++++ Source extract ++++

Francis Lee insists it is very "flattering" that his debut film ‘God’s Own Country’ has been compared to ‘Brokeback Mountain’.
The 48-year-old filmmaker has helmed his first feature length movie and after receiving fantastic reviews when it premiered at Sundance in January the British-set gay love story has been compared to Ang Lee’s 2005 drama about two cowboys who fall for each other and Francis is delighted with the praise.
Speaking to The Guardian newspaper, he said: "I’m not shying away from it, it’s flattering. Ang Lee is an incredible filmmaker. But it is one of those things that gets written in headlines, but when people see the film they go, ‘Well, it’s actually not like ‘Brokeback Mountain’. It feels like such a different story and such a different world. The films are like chalk and cheese in that sense."

++++ Entries shown ++++

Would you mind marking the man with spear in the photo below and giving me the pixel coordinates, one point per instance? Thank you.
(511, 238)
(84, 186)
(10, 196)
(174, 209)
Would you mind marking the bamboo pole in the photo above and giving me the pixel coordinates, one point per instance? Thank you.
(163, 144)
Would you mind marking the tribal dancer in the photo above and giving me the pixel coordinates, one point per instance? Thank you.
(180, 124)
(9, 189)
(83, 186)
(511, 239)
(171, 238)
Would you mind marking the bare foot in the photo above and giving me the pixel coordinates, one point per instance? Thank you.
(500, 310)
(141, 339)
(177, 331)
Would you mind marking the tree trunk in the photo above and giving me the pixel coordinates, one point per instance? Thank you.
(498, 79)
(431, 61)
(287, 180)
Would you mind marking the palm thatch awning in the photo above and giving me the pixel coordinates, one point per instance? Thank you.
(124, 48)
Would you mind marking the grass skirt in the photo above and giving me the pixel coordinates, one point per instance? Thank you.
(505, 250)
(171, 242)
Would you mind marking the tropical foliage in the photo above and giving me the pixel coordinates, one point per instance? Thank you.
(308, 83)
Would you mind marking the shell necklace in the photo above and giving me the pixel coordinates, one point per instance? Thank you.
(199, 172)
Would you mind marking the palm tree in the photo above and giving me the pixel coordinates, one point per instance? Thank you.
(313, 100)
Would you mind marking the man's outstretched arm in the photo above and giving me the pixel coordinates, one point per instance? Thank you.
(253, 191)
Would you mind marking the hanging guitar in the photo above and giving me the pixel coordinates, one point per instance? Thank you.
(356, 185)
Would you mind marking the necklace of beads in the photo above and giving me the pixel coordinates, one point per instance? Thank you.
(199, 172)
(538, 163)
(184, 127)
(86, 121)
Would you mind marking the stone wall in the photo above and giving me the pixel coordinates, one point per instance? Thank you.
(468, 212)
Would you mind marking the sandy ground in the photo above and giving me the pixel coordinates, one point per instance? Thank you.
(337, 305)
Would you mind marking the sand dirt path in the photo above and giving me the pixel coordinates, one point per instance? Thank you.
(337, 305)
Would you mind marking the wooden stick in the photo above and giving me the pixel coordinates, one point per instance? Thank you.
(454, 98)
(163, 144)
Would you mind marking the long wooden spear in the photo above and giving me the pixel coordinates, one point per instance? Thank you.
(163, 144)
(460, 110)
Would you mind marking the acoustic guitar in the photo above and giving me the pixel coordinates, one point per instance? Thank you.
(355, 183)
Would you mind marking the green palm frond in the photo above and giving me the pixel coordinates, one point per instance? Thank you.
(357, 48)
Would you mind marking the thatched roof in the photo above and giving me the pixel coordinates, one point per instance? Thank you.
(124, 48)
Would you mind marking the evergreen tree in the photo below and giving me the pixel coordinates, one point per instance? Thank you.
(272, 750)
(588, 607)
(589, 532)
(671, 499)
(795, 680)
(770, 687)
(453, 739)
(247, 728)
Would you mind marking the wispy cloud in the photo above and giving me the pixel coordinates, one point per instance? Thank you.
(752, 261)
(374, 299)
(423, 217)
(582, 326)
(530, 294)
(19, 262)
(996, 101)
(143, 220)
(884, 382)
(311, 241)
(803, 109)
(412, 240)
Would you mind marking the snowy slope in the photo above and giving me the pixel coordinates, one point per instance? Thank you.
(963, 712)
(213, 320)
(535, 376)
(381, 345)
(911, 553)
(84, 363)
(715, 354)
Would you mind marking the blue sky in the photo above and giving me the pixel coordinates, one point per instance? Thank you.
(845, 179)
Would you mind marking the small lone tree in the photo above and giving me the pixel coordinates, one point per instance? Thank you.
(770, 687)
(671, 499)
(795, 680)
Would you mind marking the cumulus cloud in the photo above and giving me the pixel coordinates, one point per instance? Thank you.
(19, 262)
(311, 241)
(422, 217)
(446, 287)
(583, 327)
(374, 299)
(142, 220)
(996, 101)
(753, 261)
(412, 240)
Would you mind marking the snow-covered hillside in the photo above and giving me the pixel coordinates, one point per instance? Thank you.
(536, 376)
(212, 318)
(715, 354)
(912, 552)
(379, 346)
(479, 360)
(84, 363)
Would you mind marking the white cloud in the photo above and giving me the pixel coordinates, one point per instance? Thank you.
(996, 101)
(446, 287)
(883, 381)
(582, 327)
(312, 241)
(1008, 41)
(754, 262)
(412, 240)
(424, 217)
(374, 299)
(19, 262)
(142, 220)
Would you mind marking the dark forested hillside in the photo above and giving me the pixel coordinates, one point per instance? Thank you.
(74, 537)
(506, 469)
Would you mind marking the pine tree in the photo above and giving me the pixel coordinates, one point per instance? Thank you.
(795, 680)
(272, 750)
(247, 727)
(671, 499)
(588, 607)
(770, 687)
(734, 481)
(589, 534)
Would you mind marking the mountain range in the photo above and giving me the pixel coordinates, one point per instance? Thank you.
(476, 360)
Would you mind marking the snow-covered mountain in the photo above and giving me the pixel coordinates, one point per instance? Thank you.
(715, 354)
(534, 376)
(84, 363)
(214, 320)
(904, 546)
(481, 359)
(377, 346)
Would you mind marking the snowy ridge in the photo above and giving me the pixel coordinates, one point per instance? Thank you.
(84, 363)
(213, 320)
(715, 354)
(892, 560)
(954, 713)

++++

Directions: In the text about Francis Lee's debut film, change "fantastic reviews" to "glowing reviews" and give the stretch from "The 48-year-old filmmaker" through "with the praise." with that replacement.

Result below:
The 48-year-old filmmaker has helmed his first feature length movie and after receiving glowing reviews when it premiered at Sundance in January the British-set gay love story has been compared to Ang Lee’s 2005 drama about two cowboys who fall for each other and Francis is delighted with the praise.